## TASK OBJECTIVE
Your answer must be the exact lines from the one holding "Can you find the person" through the final line of the records below, both included, and nothing more.

==================================================

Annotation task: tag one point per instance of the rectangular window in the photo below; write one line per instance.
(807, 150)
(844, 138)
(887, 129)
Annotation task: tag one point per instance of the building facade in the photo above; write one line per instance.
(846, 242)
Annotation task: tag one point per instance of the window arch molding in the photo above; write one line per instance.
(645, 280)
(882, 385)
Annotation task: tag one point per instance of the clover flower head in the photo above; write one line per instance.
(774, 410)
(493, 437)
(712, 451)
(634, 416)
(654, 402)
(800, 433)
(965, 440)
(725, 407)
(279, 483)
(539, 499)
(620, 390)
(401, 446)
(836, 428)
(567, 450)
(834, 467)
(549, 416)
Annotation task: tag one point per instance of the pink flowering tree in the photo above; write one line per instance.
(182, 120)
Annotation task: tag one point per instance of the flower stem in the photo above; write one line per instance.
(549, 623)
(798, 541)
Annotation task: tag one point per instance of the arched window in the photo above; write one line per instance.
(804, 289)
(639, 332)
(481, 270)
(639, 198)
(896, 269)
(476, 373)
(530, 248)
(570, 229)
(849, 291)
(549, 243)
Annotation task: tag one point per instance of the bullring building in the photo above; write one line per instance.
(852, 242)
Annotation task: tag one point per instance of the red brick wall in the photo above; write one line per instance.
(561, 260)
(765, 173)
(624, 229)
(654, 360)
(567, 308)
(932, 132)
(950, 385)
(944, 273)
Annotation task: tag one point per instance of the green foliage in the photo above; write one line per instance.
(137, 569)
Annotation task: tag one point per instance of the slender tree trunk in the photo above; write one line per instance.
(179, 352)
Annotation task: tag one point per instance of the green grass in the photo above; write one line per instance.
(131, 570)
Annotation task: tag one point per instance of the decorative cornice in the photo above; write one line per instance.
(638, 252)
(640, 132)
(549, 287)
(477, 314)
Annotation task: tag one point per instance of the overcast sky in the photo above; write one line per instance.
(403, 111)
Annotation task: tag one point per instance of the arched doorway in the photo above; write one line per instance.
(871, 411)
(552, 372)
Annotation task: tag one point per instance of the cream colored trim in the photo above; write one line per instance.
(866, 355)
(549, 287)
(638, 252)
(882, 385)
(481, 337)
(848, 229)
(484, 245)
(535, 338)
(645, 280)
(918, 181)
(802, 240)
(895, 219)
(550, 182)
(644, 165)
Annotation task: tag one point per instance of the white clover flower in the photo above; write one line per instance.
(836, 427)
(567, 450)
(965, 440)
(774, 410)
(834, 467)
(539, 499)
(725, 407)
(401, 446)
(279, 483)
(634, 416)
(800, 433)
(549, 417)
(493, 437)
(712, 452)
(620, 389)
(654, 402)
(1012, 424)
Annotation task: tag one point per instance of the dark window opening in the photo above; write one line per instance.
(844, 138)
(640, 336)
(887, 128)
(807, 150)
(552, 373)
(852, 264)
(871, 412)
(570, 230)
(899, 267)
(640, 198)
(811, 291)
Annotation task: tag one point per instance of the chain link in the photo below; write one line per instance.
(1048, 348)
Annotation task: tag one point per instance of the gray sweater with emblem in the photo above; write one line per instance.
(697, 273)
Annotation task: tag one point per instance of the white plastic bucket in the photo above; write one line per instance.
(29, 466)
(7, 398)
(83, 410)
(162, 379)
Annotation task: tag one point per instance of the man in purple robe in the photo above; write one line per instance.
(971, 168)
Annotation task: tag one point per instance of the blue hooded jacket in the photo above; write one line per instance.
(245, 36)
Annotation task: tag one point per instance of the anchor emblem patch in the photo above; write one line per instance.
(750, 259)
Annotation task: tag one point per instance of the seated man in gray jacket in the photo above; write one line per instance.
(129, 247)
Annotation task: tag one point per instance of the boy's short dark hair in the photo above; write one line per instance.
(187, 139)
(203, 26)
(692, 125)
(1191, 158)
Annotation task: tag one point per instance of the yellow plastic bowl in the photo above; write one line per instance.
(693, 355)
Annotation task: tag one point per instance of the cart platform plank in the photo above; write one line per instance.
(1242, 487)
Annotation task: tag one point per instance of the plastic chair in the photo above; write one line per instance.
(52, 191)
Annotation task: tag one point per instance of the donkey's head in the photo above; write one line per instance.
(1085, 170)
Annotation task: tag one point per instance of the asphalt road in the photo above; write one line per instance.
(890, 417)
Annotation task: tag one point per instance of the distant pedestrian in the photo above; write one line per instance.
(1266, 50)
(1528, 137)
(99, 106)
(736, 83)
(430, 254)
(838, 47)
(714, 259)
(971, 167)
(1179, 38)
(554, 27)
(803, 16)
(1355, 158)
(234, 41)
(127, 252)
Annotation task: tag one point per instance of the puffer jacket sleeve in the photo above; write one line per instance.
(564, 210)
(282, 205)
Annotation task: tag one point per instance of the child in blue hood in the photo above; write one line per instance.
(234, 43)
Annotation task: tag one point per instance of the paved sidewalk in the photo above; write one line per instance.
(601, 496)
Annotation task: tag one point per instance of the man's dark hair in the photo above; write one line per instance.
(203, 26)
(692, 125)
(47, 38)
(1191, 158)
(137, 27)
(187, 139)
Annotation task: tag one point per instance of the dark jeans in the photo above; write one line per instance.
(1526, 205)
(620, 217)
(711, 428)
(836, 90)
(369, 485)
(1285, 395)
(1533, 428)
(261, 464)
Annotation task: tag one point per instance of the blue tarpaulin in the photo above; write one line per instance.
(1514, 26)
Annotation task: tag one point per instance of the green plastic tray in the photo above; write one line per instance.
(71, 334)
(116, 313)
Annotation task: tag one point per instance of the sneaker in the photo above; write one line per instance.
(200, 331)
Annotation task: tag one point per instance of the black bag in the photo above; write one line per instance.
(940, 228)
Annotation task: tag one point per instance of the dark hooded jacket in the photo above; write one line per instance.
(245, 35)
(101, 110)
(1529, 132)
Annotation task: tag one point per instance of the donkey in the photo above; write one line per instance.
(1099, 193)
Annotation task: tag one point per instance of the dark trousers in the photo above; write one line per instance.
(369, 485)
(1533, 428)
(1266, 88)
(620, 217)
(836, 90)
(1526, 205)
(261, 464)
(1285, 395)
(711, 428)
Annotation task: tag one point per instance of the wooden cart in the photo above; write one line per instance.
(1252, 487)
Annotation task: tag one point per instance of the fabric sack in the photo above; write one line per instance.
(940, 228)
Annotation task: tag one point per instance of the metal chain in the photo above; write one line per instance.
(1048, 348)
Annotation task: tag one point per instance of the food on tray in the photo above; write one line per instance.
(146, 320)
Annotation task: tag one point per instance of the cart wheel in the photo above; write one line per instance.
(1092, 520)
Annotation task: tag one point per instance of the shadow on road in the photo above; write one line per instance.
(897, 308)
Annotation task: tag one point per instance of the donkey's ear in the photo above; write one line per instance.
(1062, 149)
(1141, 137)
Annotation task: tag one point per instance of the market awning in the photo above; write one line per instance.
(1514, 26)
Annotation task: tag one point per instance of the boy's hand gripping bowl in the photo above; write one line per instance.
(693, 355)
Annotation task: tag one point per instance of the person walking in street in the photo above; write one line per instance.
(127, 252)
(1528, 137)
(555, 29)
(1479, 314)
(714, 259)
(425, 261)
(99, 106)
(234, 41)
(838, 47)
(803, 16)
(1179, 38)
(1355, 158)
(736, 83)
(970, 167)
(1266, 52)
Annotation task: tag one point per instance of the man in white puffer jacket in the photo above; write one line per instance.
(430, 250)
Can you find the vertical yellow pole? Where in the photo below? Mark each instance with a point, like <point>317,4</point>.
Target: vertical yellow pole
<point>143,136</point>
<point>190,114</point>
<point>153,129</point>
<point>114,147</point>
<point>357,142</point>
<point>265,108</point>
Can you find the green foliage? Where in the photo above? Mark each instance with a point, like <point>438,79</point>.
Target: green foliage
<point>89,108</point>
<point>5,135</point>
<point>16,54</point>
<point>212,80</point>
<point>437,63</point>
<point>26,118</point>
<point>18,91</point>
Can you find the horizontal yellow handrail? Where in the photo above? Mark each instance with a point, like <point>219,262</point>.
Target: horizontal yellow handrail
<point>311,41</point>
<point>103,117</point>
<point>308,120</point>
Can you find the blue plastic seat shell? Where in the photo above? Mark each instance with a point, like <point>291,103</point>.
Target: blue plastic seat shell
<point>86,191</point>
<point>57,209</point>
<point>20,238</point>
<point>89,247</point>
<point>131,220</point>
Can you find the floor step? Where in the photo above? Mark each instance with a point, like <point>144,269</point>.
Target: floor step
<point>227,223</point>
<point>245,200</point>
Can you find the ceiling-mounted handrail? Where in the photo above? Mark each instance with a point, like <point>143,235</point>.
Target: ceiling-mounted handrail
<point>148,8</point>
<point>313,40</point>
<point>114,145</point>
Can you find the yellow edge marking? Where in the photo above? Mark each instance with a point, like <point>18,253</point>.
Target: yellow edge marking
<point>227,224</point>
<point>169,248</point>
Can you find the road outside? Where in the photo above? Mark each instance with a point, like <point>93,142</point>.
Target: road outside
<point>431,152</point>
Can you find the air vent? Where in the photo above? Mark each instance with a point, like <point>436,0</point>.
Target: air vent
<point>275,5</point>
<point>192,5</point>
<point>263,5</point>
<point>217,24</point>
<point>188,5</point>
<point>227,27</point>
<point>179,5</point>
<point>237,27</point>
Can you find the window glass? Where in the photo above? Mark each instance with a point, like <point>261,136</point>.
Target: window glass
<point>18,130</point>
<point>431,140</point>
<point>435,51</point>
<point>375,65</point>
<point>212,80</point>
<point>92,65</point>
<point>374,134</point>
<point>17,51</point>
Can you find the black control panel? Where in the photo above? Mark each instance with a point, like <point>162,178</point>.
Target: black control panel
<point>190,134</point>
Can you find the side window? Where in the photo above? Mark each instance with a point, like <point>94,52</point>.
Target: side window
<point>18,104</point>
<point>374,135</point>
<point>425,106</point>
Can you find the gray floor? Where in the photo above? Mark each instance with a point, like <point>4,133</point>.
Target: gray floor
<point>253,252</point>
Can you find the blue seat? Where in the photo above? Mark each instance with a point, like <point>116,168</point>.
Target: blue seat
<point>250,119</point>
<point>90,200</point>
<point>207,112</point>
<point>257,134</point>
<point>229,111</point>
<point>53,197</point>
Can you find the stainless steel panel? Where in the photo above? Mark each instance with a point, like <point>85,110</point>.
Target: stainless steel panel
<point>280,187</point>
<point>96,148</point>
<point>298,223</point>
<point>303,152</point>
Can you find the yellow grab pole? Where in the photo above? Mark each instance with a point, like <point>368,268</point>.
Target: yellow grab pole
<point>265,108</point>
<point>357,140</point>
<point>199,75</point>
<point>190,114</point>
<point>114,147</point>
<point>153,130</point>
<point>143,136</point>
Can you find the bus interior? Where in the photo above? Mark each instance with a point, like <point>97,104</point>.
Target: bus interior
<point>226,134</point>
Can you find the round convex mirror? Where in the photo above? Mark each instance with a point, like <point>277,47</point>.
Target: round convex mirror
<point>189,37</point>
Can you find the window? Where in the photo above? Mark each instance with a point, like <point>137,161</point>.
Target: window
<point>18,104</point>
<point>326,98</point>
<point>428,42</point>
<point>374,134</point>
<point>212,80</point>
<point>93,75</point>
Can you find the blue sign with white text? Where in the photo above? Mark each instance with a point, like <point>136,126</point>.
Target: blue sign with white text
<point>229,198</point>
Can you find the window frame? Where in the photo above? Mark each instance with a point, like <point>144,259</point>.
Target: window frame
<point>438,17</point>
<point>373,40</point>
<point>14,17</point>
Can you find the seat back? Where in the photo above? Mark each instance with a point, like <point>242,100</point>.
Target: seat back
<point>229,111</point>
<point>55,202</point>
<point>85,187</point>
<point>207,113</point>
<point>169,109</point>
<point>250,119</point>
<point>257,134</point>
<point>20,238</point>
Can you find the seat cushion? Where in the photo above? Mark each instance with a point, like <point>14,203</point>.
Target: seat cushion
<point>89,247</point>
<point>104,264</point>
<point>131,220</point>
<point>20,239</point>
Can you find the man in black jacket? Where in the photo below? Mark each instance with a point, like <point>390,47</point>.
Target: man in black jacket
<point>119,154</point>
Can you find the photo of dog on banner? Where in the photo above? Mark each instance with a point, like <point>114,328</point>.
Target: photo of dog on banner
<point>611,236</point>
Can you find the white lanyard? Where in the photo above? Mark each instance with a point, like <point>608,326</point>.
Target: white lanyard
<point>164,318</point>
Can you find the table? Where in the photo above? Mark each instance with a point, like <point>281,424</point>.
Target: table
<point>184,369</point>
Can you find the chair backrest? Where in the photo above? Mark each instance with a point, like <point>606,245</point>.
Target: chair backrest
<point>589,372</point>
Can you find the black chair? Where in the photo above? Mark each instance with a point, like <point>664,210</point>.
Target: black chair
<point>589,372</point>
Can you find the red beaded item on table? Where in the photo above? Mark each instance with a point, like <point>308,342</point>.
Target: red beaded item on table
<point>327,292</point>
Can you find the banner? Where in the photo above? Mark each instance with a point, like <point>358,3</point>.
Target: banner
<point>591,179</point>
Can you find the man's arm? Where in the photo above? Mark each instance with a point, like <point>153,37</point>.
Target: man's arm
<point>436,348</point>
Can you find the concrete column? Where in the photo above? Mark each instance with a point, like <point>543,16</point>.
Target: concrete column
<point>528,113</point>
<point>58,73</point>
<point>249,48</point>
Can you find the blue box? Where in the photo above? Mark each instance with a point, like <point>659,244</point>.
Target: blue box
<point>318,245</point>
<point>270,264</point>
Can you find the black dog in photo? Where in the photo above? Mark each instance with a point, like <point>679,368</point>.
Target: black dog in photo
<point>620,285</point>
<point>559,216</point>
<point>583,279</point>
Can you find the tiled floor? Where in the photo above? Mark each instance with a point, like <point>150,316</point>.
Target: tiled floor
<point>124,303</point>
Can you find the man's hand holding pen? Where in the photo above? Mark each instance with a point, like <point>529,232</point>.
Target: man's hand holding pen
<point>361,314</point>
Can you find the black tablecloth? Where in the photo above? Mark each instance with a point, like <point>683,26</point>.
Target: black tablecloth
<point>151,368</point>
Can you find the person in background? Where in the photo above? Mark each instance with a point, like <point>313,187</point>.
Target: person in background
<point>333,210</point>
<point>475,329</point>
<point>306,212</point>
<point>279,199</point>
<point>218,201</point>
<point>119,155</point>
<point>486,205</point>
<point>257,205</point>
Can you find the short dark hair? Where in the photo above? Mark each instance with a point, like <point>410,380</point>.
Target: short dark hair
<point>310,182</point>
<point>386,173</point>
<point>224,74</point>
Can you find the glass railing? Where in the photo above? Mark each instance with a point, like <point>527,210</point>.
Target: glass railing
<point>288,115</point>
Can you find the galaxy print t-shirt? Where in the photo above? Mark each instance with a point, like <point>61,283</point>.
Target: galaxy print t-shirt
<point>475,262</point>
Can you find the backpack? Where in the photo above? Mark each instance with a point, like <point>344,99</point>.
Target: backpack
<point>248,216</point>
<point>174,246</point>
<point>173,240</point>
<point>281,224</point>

==================================================

## EXERCISE SOLUTION
Can you find the person in background? Where in the photo above? Mark each instance with a point, like <point>313,187</point>.
Target: person in background
<point>333,210</point>
<point>475,329</point>
<point>306,212</point>
<point>279,199</point>
<point>218,201</point>
<point>119,155</point>
<point>486,205</point>
<point>257,205</point>
Can you find the short dark hair? Where in the photo above? Mark each instance with a point, like <point>410,380</point>.
Target: short dark hair
<point>310,182</point>
<point>386,173</point>
<point>224,74</point>
Can you find the glass railing? Where in the photo above? Mark each instance with a point, like <point>527,210</point>.
Target: glass railing
<point>288,115</point>
Can you find the galaxy print t-shirt? Where in the photo above? Mark each instance with a point, like <point>61,283</point>.
Target: galaxy print t-shirt
<point>475,262</point>
Can you find the backpack? Where in the photo above? Mark each instance with a point, like <point>344,99</point>.
Target: backpack
<point>248,216</point>
<point>174,246</point>
<point>173,240</point>
<point>281,224</point>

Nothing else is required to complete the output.